◆ Request ◆
Please format the records from their first line through the line containing "87L161 85L160 82L158", including both ends, as a JSON list of strings with one string per line and no blank lines. Leave out everything after that line.

◆ Information given ◆
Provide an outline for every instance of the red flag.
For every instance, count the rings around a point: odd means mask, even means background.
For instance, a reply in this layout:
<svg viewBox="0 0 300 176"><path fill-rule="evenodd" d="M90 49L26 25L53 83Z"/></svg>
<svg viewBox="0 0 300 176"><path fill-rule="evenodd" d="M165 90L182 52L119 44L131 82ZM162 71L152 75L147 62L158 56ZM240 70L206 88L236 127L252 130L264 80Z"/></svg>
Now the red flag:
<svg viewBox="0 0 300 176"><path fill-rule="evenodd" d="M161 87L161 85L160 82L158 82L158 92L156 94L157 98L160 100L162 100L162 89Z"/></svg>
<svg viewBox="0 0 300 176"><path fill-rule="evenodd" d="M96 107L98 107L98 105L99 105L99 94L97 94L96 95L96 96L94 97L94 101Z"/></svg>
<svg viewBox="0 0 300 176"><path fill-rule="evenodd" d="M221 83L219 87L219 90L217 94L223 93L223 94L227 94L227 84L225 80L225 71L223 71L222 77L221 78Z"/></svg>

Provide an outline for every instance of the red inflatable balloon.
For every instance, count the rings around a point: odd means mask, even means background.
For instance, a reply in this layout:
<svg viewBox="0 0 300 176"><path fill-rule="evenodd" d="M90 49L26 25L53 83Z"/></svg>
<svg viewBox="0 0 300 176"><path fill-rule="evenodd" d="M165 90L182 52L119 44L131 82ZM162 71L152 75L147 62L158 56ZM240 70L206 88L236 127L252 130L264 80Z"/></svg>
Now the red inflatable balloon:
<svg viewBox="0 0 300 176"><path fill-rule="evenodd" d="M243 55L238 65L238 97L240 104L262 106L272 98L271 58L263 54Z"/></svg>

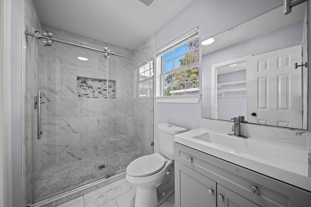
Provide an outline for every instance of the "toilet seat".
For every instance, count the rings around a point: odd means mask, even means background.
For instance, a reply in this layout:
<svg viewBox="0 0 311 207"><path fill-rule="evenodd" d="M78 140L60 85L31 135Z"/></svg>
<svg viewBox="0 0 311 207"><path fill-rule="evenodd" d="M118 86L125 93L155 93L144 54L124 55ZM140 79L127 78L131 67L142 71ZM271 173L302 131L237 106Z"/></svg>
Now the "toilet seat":
<svg viewBox="0 0 311 207"><path fill-rule="evenodd" d="M165 159L157 153L137 159L128 165L126 173L133 177L144 177L155 174L165 166Z"/></svg>

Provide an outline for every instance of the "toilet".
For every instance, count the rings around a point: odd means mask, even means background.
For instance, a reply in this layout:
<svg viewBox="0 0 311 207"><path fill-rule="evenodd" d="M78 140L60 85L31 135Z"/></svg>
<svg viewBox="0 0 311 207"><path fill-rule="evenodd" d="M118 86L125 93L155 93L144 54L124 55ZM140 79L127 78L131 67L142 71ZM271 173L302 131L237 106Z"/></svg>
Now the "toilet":
<svg viewBox="0 0 311 207"><path fill-rule="evenodd" d="M135 207L156 207L156 187L163 180L174 159L174 135L187 129L168 124L158 125L160 154L133 160L126 168L126 180L136 187Z"/></svg>

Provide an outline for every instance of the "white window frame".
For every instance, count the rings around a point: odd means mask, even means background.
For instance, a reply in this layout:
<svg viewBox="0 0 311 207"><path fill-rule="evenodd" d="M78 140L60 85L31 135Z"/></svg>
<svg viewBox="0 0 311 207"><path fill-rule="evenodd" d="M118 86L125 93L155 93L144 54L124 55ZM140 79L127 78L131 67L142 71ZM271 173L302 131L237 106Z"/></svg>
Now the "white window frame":
<svg viewBox="0 0 311 207"><path fill-rule="evenodd" d="M154 96L154 61L150 61L149 62L149 63L144 64L141 65L139 68L137 70L137 73L136 75L137 76L137 96L136 97L138 98L141 98L144 97L150 97ZM143 72L141 72L140 69L141 68L144 67ZM141 75L141 74L144 72L146 72L149 71L149 76L145 76ZM141 79L141 77L144 77ZM150 81L152 81L152 84L150 83ZM146 89L143 89L142 91L147 90L148 91L148 93L146 96L141 96L140 95L140 91L142 90L140 89L140 84L141 83L144 83L147 82L149 82L149 88ZM147 84L146 84L147 85Z"/></svg>
<svg viewBox="0 0 311 207"><path fill-rule="evenodd" d="M190 40L194 39L199 37L198 29L198 28L196 28L186 34L178 38L176 40L173 41L167 46L163 47L162 48L158 49L156 52L156 102L160 103L198 103L201 96L200 95L201 91L201 83L200 82L201 78L199 77L199 79L197 80L199 81L199 87L197 88L191 88L188 89L182 90L182 92L185 92L186 90L190 91L198 91L198 94L185 94L179 96L163 96L163 77L164 76L173 74L178 72L181 71L186 70L188 68L191 68L195 67L197 67L199 68L200 71L200 63L201 61L201 55L199 54L199 62L195 64L192 64L190 65L187 65L180 68L173 70L172 71L168 71L166 73L162 73L163 72L163 63L162 58L163 56L171 50L173 50L174 48L177 48L178 47L190 41ZM200 51L200 45L198 51L199 52ZM185 55L187 54L185 54ZM187 82L187 81L185 81ZM174 92L181 92L182 91L174 91ZM186 92L187 91L186 91Z"/></svg>

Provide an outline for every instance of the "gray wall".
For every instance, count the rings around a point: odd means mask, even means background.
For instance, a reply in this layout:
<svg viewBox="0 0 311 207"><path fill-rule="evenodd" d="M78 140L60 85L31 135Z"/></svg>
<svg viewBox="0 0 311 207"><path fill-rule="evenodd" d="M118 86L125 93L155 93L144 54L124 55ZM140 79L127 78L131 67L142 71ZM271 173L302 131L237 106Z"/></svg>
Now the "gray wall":
<svg viewBox="0 0 311 207"><path fill-rule="evenodd" d="M303 22L298 22L268 34L234 45L202 57L202 117L211 117L210 79L211 65L247 55L257 55L300 45ZM237 115L236 114L235 115ZM225 119L228 120L228 119Z"/></svg>
<svg viewBox="0 0 311 207"><path fill-rule="evenodd" d="M11 89L12 116L12 204L22 206L21 170L21 7L12 1Z"/></svg>
<svg viewBox="0 0 311 207"><path fill-rule="evenodd" d="M156 32L156 49L197 26L199 26L199 38L202 41L279 6L283 3L283 0L194 0ZM210 80L205 77L201 76L201 78ZM188 129L200 127L201 102L198 104L156 103L155 110L156 152L158 152L158 124L166 122Z"/></svg>

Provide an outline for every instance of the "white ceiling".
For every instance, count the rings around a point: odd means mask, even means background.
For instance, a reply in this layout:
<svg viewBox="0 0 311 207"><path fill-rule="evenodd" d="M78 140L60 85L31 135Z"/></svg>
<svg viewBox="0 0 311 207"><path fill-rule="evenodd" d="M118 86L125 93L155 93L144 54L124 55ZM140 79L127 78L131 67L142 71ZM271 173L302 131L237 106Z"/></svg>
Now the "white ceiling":
<svg viewBox="0 0 311 207"><path fill-rule="evenodd" d="M35 0L43 23L131 50L192 1Z"/></svg>
<svg viewBox="0 0 311 207"><path fill-rule="evenodd" d="M212 44L202 47L202 55L303 20L305 4L293 7L286 15L283 9L283 6L280 6L215 35Z"/></svg>

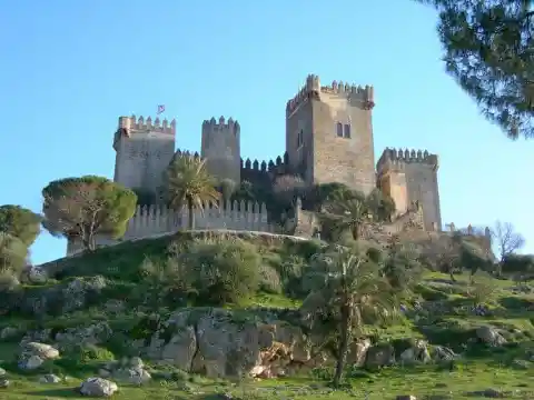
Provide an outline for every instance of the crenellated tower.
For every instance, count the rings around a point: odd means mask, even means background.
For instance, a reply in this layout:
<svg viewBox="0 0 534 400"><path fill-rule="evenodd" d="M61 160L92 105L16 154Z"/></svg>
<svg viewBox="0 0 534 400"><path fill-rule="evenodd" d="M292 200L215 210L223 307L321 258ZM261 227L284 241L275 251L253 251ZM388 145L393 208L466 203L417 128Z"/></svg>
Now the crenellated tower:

◆ Written solution ◆
[
  "Provide an outline for every instance of the red flag.",
  "For every instance, count the rings around a point: odd means mask, even means background.",
  "For instance, a reply in this layout:",
  "<svg viewBox=\"0 0 300 176\"><path fill-rule=\"evenodd\" d=\"M90 49L26 25L53 83Z\"/></svg>",
  "<svg viewBox=\"0 0 300 176\"><path fill-rule=\"evenodd\" d=\"M165 90L182 52L119 44L131 82ZM162 71L152 75L147 62L158 56ZM240 70L206 88L236 127L252 130L264 80Z\"/></svg>",
  "Now the red flag:",
  "<svg viewBox=\"0 0 300 176\"><path fill-rule=\"evenodd\" d=\"M161 87L161 85L160 82L158 82L158 92L156 94L157 98L160 100L162 100L162 89Z\"/></svg>"
]